> _Given text_:
[Start of section]

Salinas's humanity shines, as do her journalistic skills. With more than 20 years of experience in the news media, fifteen of them as co-anchor of Noticiero Univision, Salinas also co-hosts the prime-time news magazine Aqui y Ahora, has a daily radio commentary on Radio Unica, is a syndicated columnist with King Features, and writes a weekly column on Hispanics for Univision.com. She won two Emmys for her coverage of Hurricane Mitch in Central America and was part of the news team that received the Edward R. Murrow Award for Univision's coverage of the Atlanta Olympic Park bombings.

She has interviewed presidents Bill Clinton and George Bush, was the first network anchor to report on the death of Lady Diana live from London, and has covered nine of Pope John Paul II's trips including his historic visit to Cuba.

Her list of exclusive interviews with world political figures includes former Mexican presidents Carlos Salinas de Gortari and Ernesto Zedillo, and current president Vicente Fox; former president of Argentina Carlos Menem; Chile's Augusto Pinochet; Panamanian strongman Manuel Noriega; Nicaragua's Daniel Ortega and President Violeta Chamorro; Colombia's Cesar Gaviria and President Andres Pastrana; former Peruvian president Alberto Fujimori; and Mexican rebel leader, Sub-Comandante Marcos.

[End of section]

> _Exercise instructions_: Transcribe the stretch of the passage about Salinas from "Salinas's humanity shines, as" through "Olympic Park bombings.".

> _Available data_:
[Start of section]

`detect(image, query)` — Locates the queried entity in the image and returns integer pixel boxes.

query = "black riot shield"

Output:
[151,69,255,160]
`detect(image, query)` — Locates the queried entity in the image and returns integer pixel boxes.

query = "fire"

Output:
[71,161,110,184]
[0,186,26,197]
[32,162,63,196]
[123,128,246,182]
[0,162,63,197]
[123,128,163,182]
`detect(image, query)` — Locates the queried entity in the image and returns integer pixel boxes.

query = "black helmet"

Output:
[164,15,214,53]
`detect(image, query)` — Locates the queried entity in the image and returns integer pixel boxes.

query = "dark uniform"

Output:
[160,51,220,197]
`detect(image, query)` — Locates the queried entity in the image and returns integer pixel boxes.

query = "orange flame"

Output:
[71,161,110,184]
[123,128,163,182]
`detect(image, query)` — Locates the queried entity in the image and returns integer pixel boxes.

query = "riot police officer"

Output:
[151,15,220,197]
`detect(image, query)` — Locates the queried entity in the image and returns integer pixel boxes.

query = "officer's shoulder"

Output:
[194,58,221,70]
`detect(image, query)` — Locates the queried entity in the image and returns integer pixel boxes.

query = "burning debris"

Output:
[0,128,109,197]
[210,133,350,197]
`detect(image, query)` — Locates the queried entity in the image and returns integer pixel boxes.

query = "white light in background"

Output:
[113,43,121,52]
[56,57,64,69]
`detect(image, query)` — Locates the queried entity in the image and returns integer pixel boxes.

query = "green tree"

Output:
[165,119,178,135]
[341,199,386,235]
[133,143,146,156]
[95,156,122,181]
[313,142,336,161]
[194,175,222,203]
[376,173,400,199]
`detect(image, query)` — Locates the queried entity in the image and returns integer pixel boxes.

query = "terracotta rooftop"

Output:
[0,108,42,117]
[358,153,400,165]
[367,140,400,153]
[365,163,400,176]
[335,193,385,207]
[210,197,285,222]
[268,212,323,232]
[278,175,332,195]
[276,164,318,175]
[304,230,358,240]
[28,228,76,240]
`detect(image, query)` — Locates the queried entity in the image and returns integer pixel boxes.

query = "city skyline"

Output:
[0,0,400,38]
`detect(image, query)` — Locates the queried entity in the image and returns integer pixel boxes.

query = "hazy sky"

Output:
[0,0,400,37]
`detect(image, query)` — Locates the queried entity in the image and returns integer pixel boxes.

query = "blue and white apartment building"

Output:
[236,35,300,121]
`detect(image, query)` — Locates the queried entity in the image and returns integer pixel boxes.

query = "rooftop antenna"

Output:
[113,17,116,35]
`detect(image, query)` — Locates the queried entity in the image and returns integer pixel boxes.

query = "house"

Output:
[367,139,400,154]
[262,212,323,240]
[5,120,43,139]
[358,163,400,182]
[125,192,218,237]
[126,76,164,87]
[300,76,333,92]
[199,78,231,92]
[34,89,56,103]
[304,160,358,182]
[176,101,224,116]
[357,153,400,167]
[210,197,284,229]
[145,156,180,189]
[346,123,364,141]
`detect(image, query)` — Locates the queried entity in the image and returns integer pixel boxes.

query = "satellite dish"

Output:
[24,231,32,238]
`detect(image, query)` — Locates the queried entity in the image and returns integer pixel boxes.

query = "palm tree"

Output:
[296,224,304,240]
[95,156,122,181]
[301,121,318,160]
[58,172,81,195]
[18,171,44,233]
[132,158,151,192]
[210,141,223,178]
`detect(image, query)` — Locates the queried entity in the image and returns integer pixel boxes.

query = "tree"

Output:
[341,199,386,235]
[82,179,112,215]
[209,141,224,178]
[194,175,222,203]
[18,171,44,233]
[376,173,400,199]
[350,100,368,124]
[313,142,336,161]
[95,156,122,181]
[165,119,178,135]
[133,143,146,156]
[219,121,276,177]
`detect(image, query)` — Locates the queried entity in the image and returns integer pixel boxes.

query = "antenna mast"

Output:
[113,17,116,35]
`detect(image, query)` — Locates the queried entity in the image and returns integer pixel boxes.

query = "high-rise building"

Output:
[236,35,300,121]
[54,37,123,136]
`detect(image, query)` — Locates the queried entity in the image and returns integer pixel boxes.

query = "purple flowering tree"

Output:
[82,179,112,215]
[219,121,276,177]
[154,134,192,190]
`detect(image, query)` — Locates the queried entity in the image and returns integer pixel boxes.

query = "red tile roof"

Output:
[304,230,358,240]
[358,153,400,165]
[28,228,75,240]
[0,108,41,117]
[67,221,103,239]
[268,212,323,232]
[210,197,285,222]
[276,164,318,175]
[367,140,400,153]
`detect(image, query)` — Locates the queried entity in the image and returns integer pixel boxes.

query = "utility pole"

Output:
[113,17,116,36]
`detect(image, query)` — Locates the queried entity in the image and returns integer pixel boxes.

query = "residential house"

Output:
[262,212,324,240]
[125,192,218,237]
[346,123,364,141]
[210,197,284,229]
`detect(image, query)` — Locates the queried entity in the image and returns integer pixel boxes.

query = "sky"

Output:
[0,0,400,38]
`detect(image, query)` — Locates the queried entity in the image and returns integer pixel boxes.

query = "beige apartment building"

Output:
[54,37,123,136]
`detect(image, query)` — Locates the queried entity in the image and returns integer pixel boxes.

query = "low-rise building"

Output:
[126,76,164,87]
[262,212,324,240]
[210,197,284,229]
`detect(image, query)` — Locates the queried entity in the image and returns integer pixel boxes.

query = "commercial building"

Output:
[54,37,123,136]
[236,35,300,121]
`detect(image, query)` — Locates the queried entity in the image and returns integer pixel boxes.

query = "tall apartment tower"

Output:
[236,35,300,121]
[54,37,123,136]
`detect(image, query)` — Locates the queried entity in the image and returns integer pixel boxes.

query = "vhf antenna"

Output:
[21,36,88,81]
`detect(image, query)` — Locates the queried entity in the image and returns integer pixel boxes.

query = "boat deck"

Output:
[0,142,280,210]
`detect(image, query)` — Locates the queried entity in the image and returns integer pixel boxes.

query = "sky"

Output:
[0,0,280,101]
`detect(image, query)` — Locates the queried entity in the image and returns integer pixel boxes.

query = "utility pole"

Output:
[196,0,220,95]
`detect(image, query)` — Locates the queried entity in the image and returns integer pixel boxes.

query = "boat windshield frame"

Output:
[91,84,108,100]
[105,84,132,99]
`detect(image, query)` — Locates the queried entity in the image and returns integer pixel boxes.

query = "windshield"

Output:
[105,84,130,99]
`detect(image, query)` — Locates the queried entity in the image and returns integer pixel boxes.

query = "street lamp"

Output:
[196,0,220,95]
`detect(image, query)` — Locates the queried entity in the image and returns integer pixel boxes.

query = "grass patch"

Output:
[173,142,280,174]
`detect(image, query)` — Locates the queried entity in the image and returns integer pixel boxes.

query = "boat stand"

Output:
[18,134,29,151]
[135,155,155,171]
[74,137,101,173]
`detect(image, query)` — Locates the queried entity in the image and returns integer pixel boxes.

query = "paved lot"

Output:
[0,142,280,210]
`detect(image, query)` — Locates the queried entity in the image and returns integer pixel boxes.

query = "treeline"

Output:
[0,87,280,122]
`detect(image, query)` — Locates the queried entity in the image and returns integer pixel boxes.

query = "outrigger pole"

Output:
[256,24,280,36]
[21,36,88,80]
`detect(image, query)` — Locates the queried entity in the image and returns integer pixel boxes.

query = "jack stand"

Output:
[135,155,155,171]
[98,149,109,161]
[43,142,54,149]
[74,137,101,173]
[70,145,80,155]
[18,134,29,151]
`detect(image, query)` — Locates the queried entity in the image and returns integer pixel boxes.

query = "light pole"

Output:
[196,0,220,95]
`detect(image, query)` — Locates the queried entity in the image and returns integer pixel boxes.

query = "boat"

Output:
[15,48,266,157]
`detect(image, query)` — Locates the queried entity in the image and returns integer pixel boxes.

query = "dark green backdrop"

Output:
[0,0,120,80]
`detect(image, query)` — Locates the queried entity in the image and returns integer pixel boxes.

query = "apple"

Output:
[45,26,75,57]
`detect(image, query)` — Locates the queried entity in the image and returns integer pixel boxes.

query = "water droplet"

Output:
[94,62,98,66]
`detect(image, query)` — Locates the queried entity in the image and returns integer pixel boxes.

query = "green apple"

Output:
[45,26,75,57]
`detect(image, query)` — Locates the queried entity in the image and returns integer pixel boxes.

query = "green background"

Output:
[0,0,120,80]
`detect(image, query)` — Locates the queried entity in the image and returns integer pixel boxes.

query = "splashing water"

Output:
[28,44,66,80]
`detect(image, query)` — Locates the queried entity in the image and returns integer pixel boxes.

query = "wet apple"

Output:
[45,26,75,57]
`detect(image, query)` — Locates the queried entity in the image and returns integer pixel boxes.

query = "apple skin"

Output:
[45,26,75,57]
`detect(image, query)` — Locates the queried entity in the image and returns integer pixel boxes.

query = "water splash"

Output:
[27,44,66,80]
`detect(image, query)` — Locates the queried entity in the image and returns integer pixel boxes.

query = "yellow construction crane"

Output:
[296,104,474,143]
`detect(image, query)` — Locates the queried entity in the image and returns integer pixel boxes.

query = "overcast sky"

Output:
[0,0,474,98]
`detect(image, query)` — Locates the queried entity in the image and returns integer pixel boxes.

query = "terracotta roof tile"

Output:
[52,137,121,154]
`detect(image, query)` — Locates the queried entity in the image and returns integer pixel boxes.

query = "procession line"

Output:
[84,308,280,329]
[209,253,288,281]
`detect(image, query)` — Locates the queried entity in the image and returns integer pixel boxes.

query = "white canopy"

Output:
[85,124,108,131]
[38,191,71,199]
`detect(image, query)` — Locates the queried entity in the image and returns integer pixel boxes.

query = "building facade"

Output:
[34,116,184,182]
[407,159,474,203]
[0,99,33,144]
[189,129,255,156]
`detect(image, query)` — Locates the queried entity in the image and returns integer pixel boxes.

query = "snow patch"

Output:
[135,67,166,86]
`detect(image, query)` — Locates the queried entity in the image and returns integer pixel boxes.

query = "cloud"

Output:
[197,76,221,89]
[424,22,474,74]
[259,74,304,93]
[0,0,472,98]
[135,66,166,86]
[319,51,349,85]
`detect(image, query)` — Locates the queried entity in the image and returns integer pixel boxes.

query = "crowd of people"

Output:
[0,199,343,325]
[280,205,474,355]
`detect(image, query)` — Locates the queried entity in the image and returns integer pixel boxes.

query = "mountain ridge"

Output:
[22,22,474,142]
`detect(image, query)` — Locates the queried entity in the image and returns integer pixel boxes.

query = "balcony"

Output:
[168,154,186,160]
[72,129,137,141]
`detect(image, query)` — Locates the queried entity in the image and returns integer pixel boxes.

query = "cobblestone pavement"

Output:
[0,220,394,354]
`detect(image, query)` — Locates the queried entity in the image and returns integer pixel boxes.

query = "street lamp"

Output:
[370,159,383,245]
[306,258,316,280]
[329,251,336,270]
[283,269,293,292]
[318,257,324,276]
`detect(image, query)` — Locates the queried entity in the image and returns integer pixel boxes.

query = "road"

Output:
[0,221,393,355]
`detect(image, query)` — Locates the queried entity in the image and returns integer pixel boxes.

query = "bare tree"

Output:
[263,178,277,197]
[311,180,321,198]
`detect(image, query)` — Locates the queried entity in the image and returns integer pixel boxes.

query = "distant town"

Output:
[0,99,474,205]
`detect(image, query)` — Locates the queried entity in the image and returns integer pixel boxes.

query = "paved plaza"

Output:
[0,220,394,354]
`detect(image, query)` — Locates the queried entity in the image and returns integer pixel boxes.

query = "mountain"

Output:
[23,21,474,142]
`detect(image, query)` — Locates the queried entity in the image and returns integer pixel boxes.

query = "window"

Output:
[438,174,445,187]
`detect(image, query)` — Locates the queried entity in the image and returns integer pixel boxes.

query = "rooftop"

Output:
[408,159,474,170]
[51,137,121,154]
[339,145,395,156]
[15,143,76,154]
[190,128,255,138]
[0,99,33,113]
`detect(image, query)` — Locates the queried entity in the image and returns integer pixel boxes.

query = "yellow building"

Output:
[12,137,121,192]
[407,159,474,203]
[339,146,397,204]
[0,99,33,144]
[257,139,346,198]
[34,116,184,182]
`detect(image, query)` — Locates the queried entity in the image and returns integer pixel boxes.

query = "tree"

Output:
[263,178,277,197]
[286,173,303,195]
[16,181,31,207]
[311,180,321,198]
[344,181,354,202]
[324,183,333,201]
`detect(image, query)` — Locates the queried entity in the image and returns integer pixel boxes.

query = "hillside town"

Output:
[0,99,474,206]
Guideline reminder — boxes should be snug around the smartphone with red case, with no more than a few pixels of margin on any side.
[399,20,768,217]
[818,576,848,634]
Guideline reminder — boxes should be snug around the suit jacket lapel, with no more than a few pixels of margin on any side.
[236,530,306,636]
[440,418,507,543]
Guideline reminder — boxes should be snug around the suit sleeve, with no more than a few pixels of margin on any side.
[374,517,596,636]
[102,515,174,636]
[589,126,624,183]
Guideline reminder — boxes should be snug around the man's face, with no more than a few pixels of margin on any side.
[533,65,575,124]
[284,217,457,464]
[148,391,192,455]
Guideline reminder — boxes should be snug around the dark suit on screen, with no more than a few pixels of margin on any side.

[End of section]

> _The answer_:
Salinas's humanity shines, as do her journalistic skills. With more than 20 years of experience in the news media, fifteen of them as co-anchor of Noticiero Univision, Salinas also co-hosts the prime-time news magazine Aqui y Ahora, has a daily radio commentary on Radio Unica, is a syndicated columnist with King Features, and writes a weekly column on Hispanics for Univision.com. She won two Emmys for her coverage of Hurricane Mitch in Central America and was part of the news team that received the Edward R. Murrow Award for Univision's coverage of the Atlanta Olympic Park bombings.